- The exercise
Copy out all of the material, matching it word for word.

>> BEGIN Source material

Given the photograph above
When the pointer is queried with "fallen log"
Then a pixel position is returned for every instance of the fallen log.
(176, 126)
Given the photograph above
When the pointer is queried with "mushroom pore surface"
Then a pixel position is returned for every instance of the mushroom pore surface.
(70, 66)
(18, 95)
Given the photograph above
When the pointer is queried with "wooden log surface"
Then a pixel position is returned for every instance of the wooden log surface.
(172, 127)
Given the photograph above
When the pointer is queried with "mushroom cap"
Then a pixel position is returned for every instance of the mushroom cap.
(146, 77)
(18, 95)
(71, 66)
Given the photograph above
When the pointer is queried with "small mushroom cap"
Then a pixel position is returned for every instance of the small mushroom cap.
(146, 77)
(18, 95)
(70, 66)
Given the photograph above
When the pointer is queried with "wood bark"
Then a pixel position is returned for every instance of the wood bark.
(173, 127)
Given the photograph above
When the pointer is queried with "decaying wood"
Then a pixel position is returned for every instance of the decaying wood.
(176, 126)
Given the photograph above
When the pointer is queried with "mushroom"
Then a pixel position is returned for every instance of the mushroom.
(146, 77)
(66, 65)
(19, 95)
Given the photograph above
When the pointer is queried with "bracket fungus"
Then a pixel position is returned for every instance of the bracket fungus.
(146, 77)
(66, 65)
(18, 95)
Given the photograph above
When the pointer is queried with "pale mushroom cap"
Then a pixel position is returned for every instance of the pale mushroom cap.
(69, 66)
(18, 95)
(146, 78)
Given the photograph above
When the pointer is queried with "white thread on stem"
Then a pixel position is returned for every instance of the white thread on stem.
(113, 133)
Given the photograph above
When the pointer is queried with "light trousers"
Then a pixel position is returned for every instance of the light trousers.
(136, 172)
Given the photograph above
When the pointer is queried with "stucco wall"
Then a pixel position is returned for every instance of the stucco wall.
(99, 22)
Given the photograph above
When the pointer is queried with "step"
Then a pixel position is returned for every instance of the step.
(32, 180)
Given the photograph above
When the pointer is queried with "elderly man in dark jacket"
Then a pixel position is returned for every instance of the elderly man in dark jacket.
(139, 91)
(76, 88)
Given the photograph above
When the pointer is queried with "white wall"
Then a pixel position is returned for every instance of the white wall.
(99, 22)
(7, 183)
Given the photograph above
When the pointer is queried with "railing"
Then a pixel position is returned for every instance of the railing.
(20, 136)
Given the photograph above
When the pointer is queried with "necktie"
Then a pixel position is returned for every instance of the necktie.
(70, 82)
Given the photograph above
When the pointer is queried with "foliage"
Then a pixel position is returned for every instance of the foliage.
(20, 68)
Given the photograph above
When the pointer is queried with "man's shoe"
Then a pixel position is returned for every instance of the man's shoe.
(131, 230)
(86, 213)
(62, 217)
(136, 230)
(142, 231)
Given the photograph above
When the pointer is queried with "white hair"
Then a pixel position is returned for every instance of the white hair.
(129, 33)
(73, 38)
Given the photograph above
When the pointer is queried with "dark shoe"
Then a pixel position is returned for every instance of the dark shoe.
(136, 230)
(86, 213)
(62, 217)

>> END Source material

- Finished exercise
Given the photograph above
When the pointer is queried with "fallen log"
Then a pixel position is returned for every instance of the fallen log.
(176, 126)
Given the photograph above
When the pointer is queried with "mushroom pore surface"
Then a pixel position is returned for every instance of the mushroom pore surface.
(70, 66)
(18, 95)
Given the photograph above
When the pointer is queried with "wooden log surface"
Then a pixel position is returned for every instance of the wooden log surface.
(172, 127)
Given the photograph above
When the pointer is queried with "mushroom cap"
Then a pixel position is returned for every instance of the mushroom cap.
(146, 77)
(18, 95)
(71, 66)
Given the photograph above
When the pointer is queried with "small mushroom cap"
Then a pixel position is returned for every instance of the small mushroom cap.
(146, 77)
(18, 95)
(70, 66)
Given the photograph above
When the pointer is queried with "wood bark"
Then a pixel position is returned for every instance of the wood bark.
(173, 127)
Given the photograph above
When the pointer is queried with "decaying wood"
Then a pixel position is returned for every instance of the decaying wood.
(176, 126)
Given the photograph above
When the pointer is queried with "mushroom"
Then a pixel position is returned for every instance of the mushroom.
(146, 77)
(66, 65)
(19, 95)
Given the photograph above
When the pointer is queried with "bracket fungus"
Then a pixel position is returned for every instance of the bracket fungus.
(146, 77)
(66, 65)
(18, 95)
Given the photograph above
When the pointer is queried with "pale mushroom cap"
Then a pixel position is returned for every instance of the pale mushroom cap.
(69, 66)
(18, 95)
(146, 78)
Given the photograph above
When the pointer is queried with "white thread on stem"
Then a pixel position is returned for every instance of the white thread on stem.
(113, 133)
Given the photograph above
When the pointer is queried with "light trousers"
Then a pixel position is returned for every instance of the light trousers.
(136, 172)
Given the photograph above
When the pointer is queried with "stucco wall"
Then a pixel position is returned for every instance of the stucco wall.
(99, 22)
Given the photograph above
When the pointer is queried with "step"
Then a pixel position is returned for every instance of the step.
(32, 180)
Given the photograph above
When the pointer is queried with "elderly man in dark jacket"
Then a pixel position is returned for every instance of the elderly man in dark jacket.
(139, 91)
(76, 88)
Given the photograph above
When the pointer is queried with "white wall"
Then a pixel position is returned for every instance of the white wall.
(99, 22)
(7, 183)
Given the photograph above
When the pointer is queried with "railing"
Then a pixel position is returned for every instance of the railing.
(20, 136)
Given the photograph above
When the pointer is queried with "necktie"
Then a pixel position is returned for every instance of the necktie.
(70, 82)
Given the photograph above
When the pointer is queried with "foliage"
Then a pixel position is returned for every instance of the foliage.
(20, 68)
Given the photograph above
When the pointer is queried with "man's shoe"
Then a pixel position is returned for every instance of the man's shoe.
(131, 230)
(86, 213)
(62, 217)
(136, 230)
(142, 231)
Given the photograph above
When the pointer is queried with "white hair"
Then a pixel position is returned for every instance of the white hair.
(129, 33)
(73, 38)
Given the photograph above
When the pointer is queried with "dark shoe"
Then a pixel position is returned for every instance of the dark shoe.
(136, 230)
(86, 213)
(62, 217)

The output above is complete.